- _TEXTAUSZUG_

··········

# Bluetooth über Guitar Hero Adapter oder WLAN



## Keleg (26. Januar 2012)

*Bluetooth über Guitar Hero Adapter oder WLAN*

Guten Morgen, ich versuche mein Handy mit dem PC zu Verbinden, damit ich einige Daten kopieren kann. Mein Problem... ich habe nun erst einmal kein Geld um mir so einen Bluetooth stick zu kaufen.
*
1. Idee*

Ich habe meine Gitarre vom PS3 Spiel Guitar Hero gesehen und dachte mir "Der Adapter ist auch ein Bluetooth Adpter". Ich habe diesen nun eingesteckt, er wird mir auch als COM1 im Gerätemanager angezeigt, allerdings kann ich nichts einstellen was in die Richtung bluetooth geht.


*2. Idee*

Ich Verbinde mein Handy per Bluetooth auf meinen AVM Wlan Stick?


----------



## rebel4life (1. Februar 2012)

··········

- _MATERIAL_
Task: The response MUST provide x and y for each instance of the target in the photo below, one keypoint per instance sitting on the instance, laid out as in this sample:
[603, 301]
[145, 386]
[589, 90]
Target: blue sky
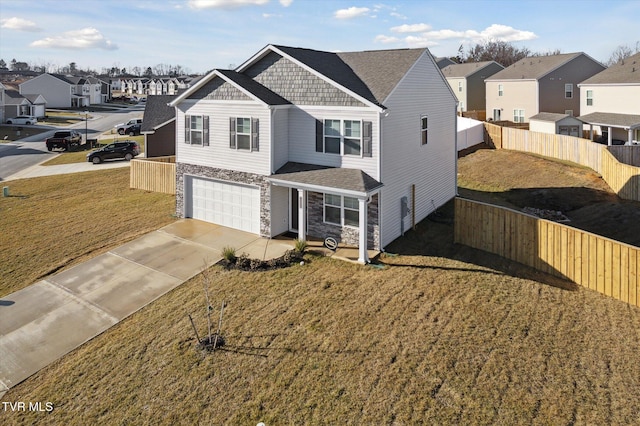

··········

Setze bitte den Forenthread über Bluetooth mit dem Guitar-Hero-Adapter oder einem WLAN-Stick nach seiner letzten Zeile fort.

*AW: Bluetooth über Guitar Hero Adapter oder WLAN*

2. Idee:

Frequenz ist zwar ähnlich, jedoch vollkommen unterschiedliches Protokoll usw., sprich nicht möglich.

1. Idee: 

Wenn es tatsächlich Bluetooth nutzt musst du passende Treiber suchen, ohne die wird es kaum klappen.

Das wäre mir jedoch alles zu viel Arbeit, einfach fertig vom Chinesen einen Bluetooth Stick kaufen.

Super Mini Bluetooth 2.0 Adapter Dongle (Vista Compatible) - Free Shipping - DealExtreme


----------



## Keleg (6. Februar 2012)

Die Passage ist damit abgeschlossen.